— Problem requirements —
Reproduce the following lines verbatim, omitting the pictures from your answer.
-- START OF Input data --
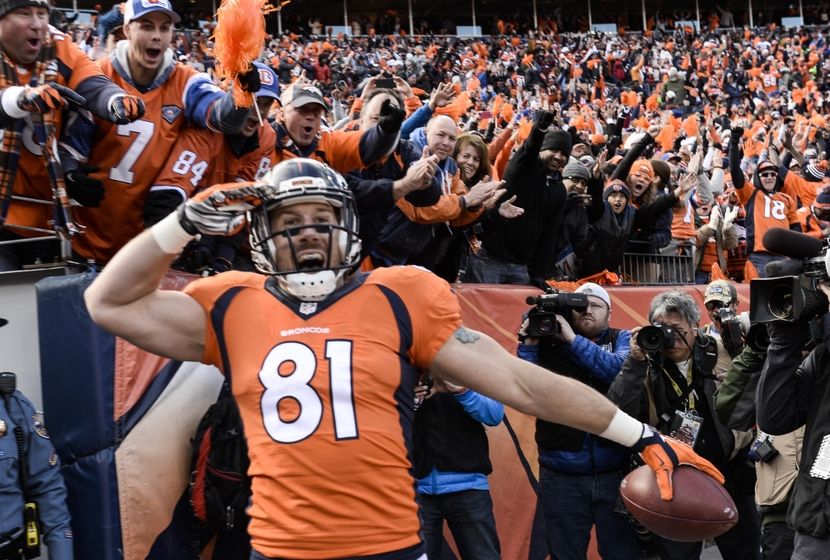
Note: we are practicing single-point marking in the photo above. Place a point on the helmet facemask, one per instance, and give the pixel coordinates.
(307, 281)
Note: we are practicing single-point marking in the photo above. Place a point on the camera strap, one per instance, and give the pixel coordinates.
(686, 394)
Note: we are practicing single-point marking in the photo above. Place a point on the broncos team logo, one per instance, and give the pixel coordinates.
(162, 3)
(266, 78)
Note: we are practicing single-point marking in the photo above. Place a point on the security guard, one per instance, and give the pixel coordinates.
(32, 499)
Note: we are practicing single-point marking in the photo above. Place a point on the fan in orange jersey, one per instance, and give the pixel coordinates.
(767, 204)
(127, 158)
(300, 132)
(42, 71)
(323, 362)
(202, 157)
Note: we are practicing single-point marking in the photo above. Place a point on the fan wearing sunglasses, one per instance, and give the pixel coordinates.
(769, 201)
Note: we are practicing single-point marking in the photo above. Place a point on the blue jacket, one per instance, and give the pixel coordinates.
(485, 410)
(46, 486)
(596, 455)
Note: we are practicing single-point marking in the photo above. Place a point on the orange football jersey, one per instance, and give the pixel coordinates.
(32, 179)
(130, 157)
(765, 211)
(326, 396)
(202, 158)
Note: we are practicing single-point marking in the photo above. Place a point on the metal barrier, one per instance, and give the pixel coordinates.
(64, 243)
(638, 268)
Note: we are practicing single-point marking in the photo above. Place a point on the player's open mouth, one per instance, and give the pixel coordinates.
(311, 260)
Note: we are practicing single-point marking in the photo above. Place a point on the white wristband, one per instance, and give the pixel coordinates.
(623, 429)
(9, 101)
(170, 235)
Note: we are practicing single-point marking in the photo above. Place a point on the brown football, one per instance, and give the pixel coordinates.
(701, 507)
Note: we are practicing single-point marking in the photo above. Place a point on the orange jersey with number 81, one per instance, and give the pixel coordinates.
(326, 396)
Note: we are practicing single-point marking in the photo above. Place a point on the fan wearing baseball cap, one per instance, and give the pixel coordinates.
(43, 72)
(202, 158)
(769, 202)
(580, 474)
(124, 162)
(300, 131)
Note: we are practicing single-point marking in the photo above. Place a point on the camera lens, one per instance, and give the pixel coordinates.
(780, 302)
(651, 339)
(546, 326)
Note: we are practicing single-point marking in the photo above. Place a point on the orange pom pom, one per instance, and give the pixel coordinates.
(239, 36)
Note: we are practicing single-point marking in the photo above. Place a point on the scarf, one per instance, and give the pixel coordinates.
(45, 70)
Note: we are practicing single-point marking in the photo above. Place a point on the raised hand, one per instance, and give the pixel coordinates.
(729, 217)
(47, 98)
(441, 96)
(481, 191)
(220, 209)
(126, 108)
(662, 454)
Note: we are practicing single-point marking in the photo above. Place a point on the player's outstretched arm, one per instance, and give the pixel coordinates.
(125, 298)
(474, 360)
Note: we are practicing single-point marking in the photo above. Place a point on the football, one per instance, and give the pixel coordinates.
(701, 508)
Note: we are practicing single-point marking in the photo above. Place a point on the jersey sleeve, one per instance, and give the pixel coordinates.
(199, 95)
(189, 164)
(433, 309)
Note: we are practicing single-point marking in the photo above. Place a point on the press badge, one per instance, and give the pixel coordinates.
(821, 466)
(685, 426)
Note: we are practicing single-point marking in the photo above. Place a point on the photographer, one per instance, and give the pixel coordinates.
(721, 301)
(776, 457)
(580, 474)
(794, 393)
(668, 379)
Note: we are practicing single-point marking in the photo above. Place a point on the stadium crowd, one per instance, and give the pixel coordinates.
(534, 158)
(651, 108)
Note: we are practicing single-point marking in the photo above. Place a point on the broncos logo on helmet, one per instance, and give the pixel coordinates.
(298, 181)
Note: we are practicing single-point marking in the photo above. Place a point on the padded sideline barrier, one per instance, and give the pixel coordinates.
(121, 420)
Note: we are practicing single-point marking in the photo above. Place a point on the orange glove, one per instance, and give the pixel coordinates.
(220, 209)
(662, 454)
(47, 98)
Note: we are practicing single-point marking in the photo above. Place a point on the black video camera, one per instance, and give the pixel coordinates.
(791, 298)
(654, 338)
(542, 318)
(731, 330)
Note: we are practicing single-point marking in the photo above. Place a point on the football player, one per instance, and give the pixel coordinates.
(123, 160)
(323, 361)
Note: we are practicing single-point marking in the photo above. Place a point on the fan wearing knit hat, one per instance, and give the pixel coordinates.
(766, 175)
(555, 150)
(617, 195)
(640, 178)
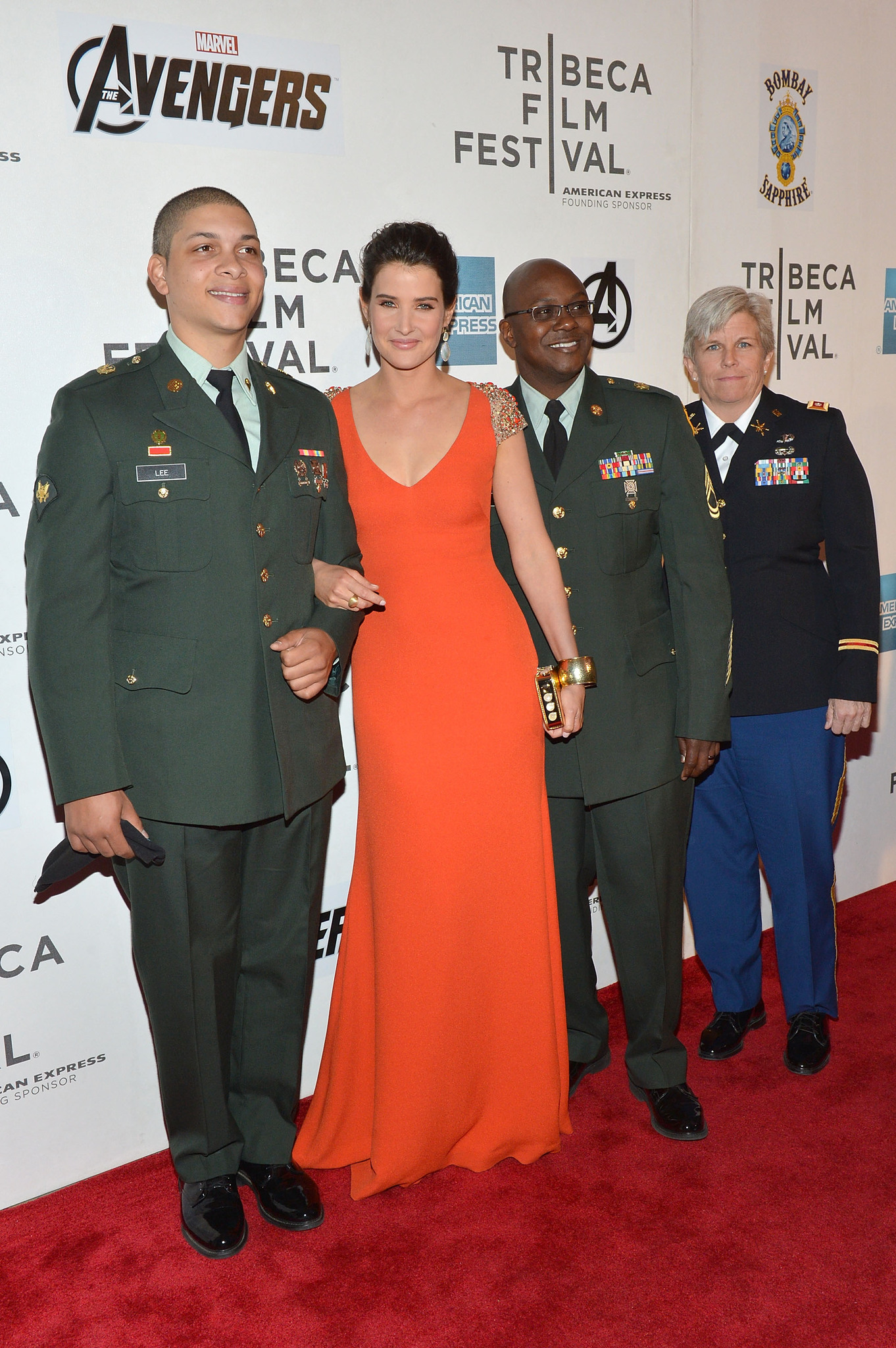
-- END OF Input data --
— Final answer —
Note: we are practicing single-point marking in the photo above. Place a point on the helmet facemask, one per instance, and give the pixel coordinates.
(307, 281)
Note: we are practicing single-point marking in the photo above. Place a point on the camera strap, one per instance, and give the pixel coordinates.
(686, 394)
Note: we are practicing single-point marking in the photo above. Place a point on the broncos team logo, one per instance, and give the pixel coordinates.
(162, 3)
(266, 78)
Note: we are practicing single-point marking in the photo above. Place a point on the security guard, one per instance, and give the pixel coordinates.
(32, 499)
Note: we are practicing single-point marking in the photo above. Place a point on the fan in orange jersey, one per instance, and give the pixel coordinates.
(767, 204)
(127, 158)
(300, 132)
(42, 71)
(323, 362)
(202, 157)
Note: we are practicing single-point marking in the photo above. Place a point on the fan wearing sunglasses, one per instance, and give the pixel coordinates.
(769, 201)
Note: we are practicing single-point marking in the photo above. Place a point on the blue jacket, one per instance, and give the pixel coordinates.
(485, 410)
(46, 486)
(596, 455)
Note: we are practicing single-point marking in the photo above. Place a point on the orange football jersey, one per instance, and give the pixel coordinates.
(32, 179)
(130, 157)
(765, 211)
(326, 396)
(202, 158)
Note: we are practicing single-point marking in the photo above. Place a point on the metal barrier, one per instance, and give the pixel coordinates.
(64, 243)
(638, 268)
Note: we are practicing single-point marking in the photo above. Place a point on the player's open mouth, one per instance, and give the pixel coordinates.
(311, 260)
Note: we are practicing single-point marking in the photo above. Place a point on the white wristband, one per instance, and give the pixel coordinates.
(623, 429)
(9, 101)
(170, 235)
Note: we are practicing single-point marking in the photo above. Place a point on the brown football, one per instance, and give the pixel coordinates.
(701, 507)
Note: we are practicing single-point marking in the photo above. Place a point on the orange jersey with number 81, one per instance, and give the pixel coordinates.
(326, 396)
Note: we are practicing single-point marking in the photo above. Place a point on the fan wearing baseball cap, one per instance, and give the pixel coordinates.
(43, 72)
(202, 158)
(769, 202)
(580, 474)
(124, 162)
(300, 131)
Note: we are practicing single-point marking in the photo above. Place a point on the camera lens, one per instance, and give the pixel coordinates.
(780, 302)
(651, 339)
(546, 326)
Note: we are practicing single-point marking in the photo above. Place a point on the orange pom pom, one per instance, and give the pixel coordinates.
(239, 36)
Note: we are practicing single-point marking in the photo above. Place a point on the scarf, one per instance, and give the pixel coordinates.
(45, 70)
Note: we are practicing single-point marking in the photo above. Place a point on the raised hand, one per instance, and give the pixel coordinates.
(729, 217)
(47, 98)
(441, 96)
(481, 191)
(220, 209)
(126, 108)
(662, 454)
Note: we are practicing single-point marking in the photo above. Place a point on the player's outstretched arm, one per instance, and give the pixel coordinates.
(125, 298)
(474, 360)
Note: we are practicing single-point marking in the photo above. Place a point on the football, one per instance, and give the pixel coordinates.
(701, 508)
Note: we are practicing single-point marking in the photo above. Place a point on the jersey sleeve, one per instance, and give the pixel coordinates.
(199, 95)
(189, 164)
(433, 309)
Note: we are practicing single-point marking in the photo above. Place a point on the press badge, one per instance, and give the pixel coordinates.
(821, 466)
(685, 426)
Note: we are practicing single-point marking in the photo above. Place a point on the photographer, one per instance, and give the pixel coordinates.
(721, 301)
(776, 457)
(580, 474)
(794, 393)
(668, 379)
Note: we are practicing single-point marking in the photo above. Place a point on the stadium crowd, one per instance, and give the pixel coordinates.
(534, 158)
(651, 108)
Note: we are practicing single-point marking in the photo above. Place a point on the broncos logo on helmet, one per instance, and give the pixel coordinates.
(298, 181)
Note: we are practicing single-point marking in the photo above. Place a point on the padded sideline barrier, one per instance, and give the pixel coordinates.
(121, 420)
Note: we are practicing single-point marking in the photo above. Place a point on the orange glove, one per instance, and give the pixel coordinates.
(220, 209)
(662, 454)
(47, 98)
Note: we are practicing single-point marking in the photo above. Place a point on the black video camera, one per instance, and give the pixel coordinates.
(791, 298)
(654, 338)
(542, 318)
(731, 330)
Note: we are practicing single-point marking in the photo above. Place a point on the football player, one per instance, and give the pixel coordinates.
(123, 160)
(323, 361)
Note: we are practicing single-point marking in the photo above. Place a point on the fan wearing knit hat, one per instance, and give the pixel coordinates.
(766, 175)
(555, 150)
(617, 195)
(640, 178)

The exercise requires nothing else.